# nest box or open nest?



## olayak (Apr 26, 2009)

what does your pij prefer? (large) nest box? or an open-cup nest?


----------



## spirit wings (Mar 29, 2008)

what do you mean exactly?


----------



## olayak (Apr 26, 2009)

what kind of nest? an open bowl shape? or a nest box - a closed container with a door opening and nesting material inside.


----------



## Skyeking (Jan 17, 2003)

olayak said:


> what does your pij prefer? (large) nest box? or an open-cup nest?


The preffered choice for nesting pigeons:

Pigeons actually need a large nest box that can hold two nest bowls and plenty of room for mom and dad, with a front, that has a door that opens and closes.


----------



## spirit wings (Mar 29, 2008)

olayak said:


> what kind of nest? an open bowl shape? or a nest box - a closed container with a door opening and nesting material inside.


they need both.


----------



## olayak (Apr 26, 2009)

good to know!


----------



## TerriB (Nov 16, 2003)

Some folks have open fronted nest boxes, some have dowels or grids closing off all but a bird-sized door. My birds seem to feel more secure with the more closed option - much easier to defend their home against invaders. They'd probably prefer that the front part be solid board, but I like being able to check on the birds setting the nest.


----------

Rows from a pointing dataset:
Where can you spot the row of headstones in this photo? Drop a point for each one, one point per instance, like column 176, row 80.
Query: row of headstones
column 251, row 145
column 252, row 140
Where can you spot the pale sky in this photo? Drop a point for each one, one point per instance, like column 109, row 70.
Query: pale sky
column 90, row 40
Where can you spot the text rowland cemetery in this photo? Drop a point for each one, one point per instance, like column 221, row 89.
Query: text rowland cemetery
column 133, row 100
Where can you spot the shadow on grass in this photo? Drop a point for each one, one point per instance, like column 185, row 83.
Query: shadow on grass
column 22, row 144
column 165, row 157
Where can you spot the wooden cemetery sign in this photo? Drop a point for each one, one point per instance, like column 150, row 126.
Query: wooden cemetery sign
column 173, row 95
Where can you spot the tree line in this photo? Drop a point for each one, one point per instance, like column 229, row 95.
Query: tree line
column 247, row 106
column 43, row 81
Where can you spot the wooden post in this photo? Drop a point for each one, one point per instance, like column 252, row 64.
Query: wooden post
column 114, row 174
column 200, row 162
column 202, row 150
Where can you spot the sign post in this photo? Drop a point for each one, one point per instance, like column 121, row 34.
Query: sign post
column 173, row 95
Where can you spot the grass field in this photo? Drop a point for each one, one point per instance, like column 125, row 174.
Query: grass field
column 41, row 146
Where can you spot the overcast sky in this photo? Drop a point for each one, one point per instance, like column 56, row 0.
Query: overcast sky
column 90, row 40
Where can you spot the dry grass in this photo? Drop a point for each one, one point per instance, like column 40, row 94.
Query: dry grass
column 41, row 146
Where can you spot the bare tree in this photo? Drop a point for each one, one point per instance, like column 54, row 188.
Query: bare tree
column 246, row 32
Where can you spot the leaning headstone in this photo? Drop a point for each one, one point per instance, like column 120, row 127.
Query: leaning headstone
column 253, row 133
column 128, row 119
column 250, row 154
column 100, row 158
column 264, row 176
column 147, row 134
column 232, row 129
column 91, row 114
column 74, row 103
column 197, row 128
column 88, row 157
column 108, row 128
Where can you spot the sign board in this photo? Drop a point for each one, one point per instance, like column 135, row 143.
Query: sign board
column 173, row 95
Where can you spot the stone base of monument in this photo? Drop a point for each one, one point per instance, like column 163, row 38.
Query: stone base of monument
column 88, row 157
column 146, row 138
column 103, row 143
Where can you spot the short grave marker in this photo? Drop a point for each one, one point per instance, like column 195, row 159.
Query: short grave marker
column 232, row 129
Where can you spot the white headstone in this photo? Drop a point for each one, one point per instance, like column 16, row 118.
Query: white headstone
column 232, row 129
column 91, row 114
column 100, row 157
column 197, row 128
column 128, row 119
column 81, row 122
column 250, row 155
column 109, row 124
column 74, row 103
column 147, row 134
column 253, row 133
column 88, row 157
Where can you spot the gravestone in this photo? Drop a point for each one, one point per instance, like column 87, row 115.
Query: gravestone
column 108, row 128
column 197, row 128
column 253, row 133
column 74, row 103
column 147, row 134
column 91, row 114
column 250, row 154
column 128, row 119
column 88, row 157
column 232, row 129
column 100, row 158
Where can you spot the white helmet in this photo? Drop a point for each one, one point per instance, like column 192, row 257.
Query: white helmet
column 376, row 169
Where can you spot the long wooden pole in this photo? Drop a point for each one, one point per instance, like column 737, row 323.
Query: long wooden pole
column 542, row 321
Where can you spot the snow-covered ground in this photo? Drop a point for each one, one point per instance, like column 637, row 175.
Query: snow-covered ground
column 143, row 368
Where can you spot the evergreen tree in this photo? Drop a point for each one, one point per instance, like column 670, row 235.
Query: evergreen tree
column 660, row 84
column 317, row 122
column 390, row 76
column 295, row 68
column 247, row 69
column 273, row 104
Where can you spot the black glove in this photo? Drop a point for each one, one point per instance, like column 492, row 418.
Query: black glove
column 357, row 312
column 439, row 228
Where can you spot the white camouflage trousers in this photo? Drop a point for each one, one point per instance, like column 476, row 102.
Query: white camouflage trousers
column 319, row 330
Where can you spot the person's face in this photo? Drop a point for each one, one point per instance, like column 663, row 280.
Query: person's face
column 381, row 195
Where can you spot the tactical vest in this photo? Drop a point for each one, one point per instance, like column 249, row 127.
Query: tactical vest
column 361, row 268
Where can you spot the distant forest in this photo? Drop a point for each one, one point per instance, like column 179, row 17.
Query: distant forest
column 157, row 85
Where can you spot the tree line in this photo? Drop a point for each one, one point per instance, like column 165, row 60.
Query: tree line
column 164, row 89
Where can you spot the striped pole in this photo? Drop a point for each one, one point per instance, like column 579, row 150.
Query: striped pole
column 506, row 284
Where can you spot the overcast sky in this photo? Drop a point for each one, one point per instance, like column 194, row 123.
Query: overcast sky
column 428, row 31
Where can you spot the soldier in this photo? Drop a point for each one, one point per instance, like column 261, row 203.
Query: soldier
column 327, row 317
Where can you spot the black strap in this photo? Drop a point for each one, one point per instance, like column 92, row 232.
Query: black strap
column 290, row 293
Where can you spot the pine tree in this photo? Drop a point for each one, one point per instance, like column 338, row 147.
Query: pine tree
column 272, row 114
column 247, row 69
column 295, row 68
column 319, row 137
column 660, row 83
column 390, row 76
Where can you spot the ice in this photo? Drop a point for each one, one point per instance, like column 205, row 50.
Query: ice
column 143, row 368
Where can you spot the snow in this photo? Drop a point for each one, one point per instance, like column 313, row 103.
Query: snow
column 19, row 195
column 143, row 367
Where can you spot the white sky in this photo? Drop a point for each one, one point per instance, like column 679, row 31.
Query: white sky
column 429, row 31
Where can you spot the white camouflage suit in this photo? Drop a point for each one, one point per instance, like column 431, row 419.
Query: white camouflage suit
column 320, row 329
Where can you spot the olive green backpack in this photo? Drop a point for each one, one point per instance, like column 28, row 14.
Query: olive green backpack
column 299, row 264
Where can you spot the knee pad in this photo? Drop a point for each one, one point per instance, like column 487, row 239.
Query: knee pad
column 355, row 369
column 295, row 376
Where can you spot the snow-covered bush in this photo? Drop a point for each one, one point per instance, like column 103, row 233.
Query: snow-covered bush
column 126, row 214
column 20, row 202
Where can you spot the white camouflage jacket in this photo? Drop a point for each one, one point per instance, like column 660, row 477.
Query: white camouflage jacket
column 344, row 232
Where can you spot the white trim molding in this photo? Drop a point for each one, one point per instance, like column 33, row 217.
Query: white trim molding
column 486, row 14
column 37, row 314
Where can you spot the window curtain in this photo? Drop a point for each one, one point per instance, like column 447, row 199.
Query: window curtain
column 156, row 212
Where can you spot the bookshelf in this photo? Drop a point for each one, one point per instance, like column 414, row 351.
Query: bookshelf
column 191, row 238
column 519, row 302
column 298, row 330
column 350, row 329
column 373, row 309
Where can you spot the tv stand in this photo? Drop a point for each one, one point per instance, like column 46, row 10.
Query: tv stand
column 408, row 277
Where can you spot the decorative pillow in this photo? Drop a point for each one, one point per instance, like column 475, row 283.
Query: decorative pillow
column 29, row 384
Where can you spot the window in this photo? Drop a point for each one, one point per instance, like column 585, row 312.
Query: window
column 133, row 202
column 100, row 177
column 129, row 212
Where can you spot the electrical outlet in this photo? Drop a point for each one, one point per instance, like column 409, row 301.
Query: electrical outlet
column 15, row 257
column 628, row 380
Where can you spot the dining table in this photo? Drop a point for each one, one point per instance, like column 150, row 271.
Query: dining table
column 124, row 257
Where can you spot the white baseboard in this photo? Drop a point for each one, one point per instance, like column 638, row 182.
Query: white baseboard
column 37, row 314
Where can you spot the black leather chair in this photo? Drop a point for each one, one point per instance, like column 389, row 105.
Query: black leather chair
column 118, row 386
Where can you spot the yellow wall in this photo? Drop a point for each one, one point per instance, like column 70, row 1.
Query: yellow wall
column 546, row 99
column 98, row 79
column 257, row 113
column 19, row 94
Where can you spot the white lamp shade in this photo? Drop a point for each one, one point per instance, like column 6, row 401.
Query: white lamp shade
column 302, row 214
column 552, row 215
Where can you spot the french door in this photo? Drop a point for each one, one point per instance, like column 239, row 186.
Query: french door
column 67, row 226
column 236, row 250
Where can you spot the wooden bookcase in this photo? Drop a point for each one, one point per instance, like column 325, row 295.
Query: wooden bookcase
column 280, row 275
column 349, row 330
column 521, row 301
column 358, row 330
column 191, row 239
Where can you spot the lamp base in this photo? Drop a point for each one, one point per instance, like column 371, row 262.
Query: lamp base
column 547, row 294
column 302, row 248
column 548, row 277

▶ **DO THIS**:
Which usernames post in the pigeon nest thread above? List each one once.

▶ **ANSWER TO THIS PROBLEM**:
olayak, spirit wings, Skyeking, TerriB